Stated problem >>
Duplicate the rows below line for line, with no changes. Omit the pictures from your copy.

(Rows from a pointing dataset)
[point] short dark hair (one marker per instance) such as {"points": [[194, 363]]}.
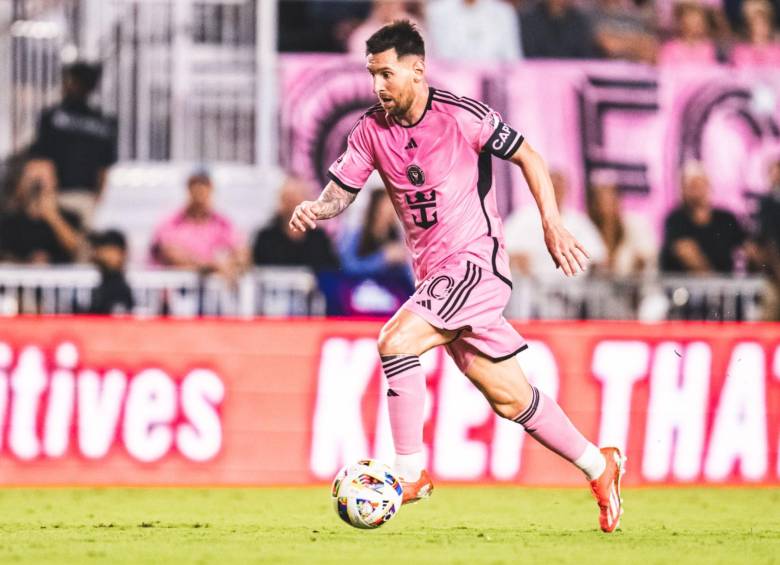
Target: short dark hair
{"points": [[85, 74], [401, 35]]}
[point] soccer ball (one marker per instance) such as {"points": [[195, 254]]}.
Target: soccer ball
{"points": [[366, 494]]}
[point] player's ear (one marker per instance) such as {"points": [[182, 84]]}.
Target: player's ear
{"points": [[418, 68]]}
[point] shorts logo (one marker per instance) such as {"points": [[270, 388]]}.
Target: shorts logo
{"points": [[425, 204], [440, 287], [415, 175]]}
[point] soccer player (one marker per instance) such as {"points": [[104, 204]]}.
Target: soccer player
{"points": [[433, 150]]}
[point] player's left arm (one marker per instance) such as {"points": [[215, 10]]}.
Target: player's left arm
{"points": [[333, 200], [566, 251]]}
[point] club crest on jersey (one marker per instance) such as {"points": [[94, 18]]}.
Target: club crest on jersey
{"points": [[415, 175], [425, 204]]}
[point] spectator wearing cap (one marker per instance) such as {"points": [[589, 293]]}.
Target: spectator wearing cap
{"points": [[698, 237], [631, 246], [199, 238], [75, 143], [557, 29], [35, 229], [109, 254], [693, 44], [473, 30], [277, 244], [762, 47]]}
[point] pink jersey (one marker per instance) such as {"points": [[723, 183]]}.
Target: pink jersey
{"points": [[439, 175]]}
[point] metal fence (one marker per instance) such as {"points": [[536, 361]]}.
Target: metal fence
{"points": [[650, 299], [294, 292], [188, 80], [67, 290]]}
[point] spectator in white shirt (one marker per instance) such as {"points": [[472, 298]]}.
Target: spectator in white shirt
{"points": [[473, 30], [631, 244], [525, 240]]}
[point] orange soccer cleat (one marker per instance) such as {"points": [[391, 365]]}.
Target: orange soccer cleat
{"points": [[418, 490], [606, 489]]}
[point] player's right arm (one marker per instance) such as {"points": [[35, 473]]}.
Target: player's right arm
{"points": [[332, 201], [568, 253], [348, 174]]}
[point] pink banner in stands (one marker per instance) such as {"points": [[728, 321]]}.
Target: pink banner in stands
{"points": [[637, 122]]}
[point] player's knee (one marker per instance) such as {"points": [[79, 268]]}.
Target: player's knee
{"points": [[509, 410], [394, 340]]}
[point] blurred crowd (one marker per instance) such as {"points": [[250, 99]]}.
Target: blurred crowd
{"points": [[52, 188], [741, 32]]}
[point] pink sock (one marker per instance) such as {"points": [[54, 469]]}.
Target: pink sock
{"points": [[405, 401], [544, 420]]}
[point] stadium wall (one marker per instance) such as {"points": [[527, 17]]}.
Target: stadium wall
{"points": [[94, 401]]}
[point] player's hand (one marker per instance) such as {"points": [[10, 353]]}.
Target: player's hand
{"points": [[305, 216], [567, 252]]}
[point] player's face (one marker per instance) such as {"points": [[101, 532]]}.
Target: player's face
{"points": [[696, 191], [394, 80]]}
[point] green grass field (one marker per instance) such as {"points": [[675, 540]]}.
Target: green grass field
{"points": [[458, 525]]}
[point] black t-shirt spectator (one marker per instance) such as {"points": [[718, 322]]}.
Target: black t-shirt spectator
{"points": [[79, 140], [113, 295], [567, 37], [769, 219], [717, 240], [21, 237], [313, 250]]}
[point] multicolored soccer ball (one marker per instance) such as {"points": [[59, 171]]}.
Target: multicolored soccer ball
{"points": [[366, 494]]}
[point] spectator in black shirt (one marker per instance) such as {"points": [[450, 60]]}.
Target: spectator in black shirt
{"points": [[699, 238], [277, 244], [109, 254], [35, 229], [78, 141], [554, 29], [769, 238]]}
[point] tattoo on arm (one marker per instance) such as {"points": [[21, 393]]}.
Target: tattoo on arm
{"points": [[333, 201]]}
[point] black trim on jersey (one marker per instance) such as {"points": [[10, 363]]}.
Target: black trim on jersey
{"points": [[477, 102], [484, 184], [428, 105], [375, 108], [477, 113], [477, 106], [341, 183], [505, 357]]}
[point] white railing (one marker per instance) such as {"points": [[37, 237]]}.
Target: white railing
{"points": [[66, 290], [294, 292], [190, 80]]}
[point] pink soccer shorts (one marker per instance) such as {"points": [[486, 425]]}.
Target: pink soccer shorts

Task solution >>
[point] short dark hair (one marker per instance) such as {"points": [[194, 363]]}.
Target: short dark hair
{"points": [[85, 74], [401, 35]]}
[point] soccer ball (one marker per instance) such as {"points": [[195, 254]]}.
Target: soccer ball
{"points": [[366, 494]]}
[point] player's ear (one marker per instance) such as {"points": [[182, 84]]}.
Target: player's ear
{"points": [[418, 68]]}
[point] shorts logo (one marker per instance) such as {"points": [[270, 388]]}.
Target: shorts logo
{"points": [[425, 204], [440, 287], [415, 175]]}
[point] soccer player (one marker per instance) such as {"points": [[104, 204]]}.
Target: soccer player
{"points": [[433, 150]]}
[point] player's left arm (one marker per instance) such as {"points": [[215, 10]]}.
Target: player's left arm
{"points": [[333, 200], [566, 251]]}
[point] club crest on jersey (one marker per instance) such as {"points": [[94, 18]]}.
Target: club crest on jersey
{"points": [[415, 175], [425, 204]]}
[point] spectator wearing cap (one marker per instance) such as {"points": [[589, 293]]}.
Target: spectator wearing cap
{"points": [[698, 237], [631, 246], [199, 238], [75, 143], [557, 29], [35, 229], [109, 254], [693, 44], [473, 30], [277, 244], [762, 47]]}
[point] pink jersey (one marker per instance) such as {"points": [[723, 183]]}.
Target: pink jersey
{"points": [[439, 175]]}
[point] metal fence (one marker per instance) such as {"points": [[536, 361]]}.
Target: metal fence
{"points": [[650, 299], [294, 292], [188, 80], [67, 290]]}
[point] spectator in white shirt (one marker per instance) such as {"points": [[472, 298]]}.
Target: spectator in white shirt
{"points": [[473, 30], [631, 244], [525, 240]]}
[point] orange soccer cleat (one marker per instance) such as {"points": [[391, 365]]}.
Target: orange soccer cleat
{"points": [[418, 490], [606, 489]]}
[point] player's right arm (one marker per instance) such as {"points": [[35, 473]]}.
Target: player's right arm
{"points": [[332, 201], [568, 253], [348, 174]]}
[point] pink banner in stands (one marker per instance) such as {"points": [[728, 321]]}.
Target: pink banner in stands
{"points": [[637, 122]]}
[point] player's knee (one marker per instance) such as {"points": [[79, 268]]}.
Target: player's knee
{"points": [[509, 410], [394, 340]]}
[point] blurred crowd (one marker per instance) such as {"points": [[250, 99]]}.
Target: blurred crowd
{"points": [[52, 188], [741, 32]]}
[point] pink sock (one marker per instance) such as {"points": [[54, 469]]}.
Target: pink sock
{"points": [[405, 401], [544, 420]]}
[point] stadium wall (one marker per instance) such as {"points": [[527, 17]]}.
Target: stadium wall
{"points": [[94, 401]]}
[point] player's hand (one marker per instance) such as {"points": [[10, 353]]}.
Target: player's hand
{"points": [[305, 216], [567, 252]]}
[point] player's face (one marker per instance) such as {"points": [[101, 532]]}.
Target: player's face
{"points": [[696, 191], [394, 80]]}
[point] green grass field (one marker per instance) such as {"points": [[675, 540]]}.
Target: green grass field
{"points": [[458, 525]]}
[point] black t-shirt spectator (one marker per instance) such as {"points": [[718, 322]]}.
Target: black t-shirt spectator
{"points": [[79, 140], [113, 295], [567, 37], [769, 219], [717, 240], [21, 237], [313, 250]]}
[point] multicolored soccer ball (one marker per instance) such as {"points": [[59, 171]]}.
Target: multicolored soccer ball
{"points": [[366, 494]]}
[point] spectator in black shirt (one marker per instance) such as {"points": [[450, 60]]}.
Target: spectator in black shirt
{"points": [[699, 238], [277, 244], [109, 254], [35, 229], [78, 141], [554, 29], [769, 238]]}
[point] tattoo on arm (one marker per instance) such as {"points": [[21, 393]]}.
Target: tattoo on arm
{"points": [[333, 201]]}
[point] black trim on jersey (one marker per instance) such as {"points": [[10, 363]]}.
Target: black trim on jersey
{"points": [[477, 102], [484, 184], [428, 105], [375, 108], [477, 113], [477, 106], [341, 183], [505, 357]]}
[point] white railing (one marker per instance) such as {"points": [[37, 237]]}.
Target: white railing
{"points": [[66, 290], [294, 292], [190, 80]]}
[point] pink soccer shorts (one marker per instance) such as {"points": [[486, 425]]}.
Target: pink soccer shorts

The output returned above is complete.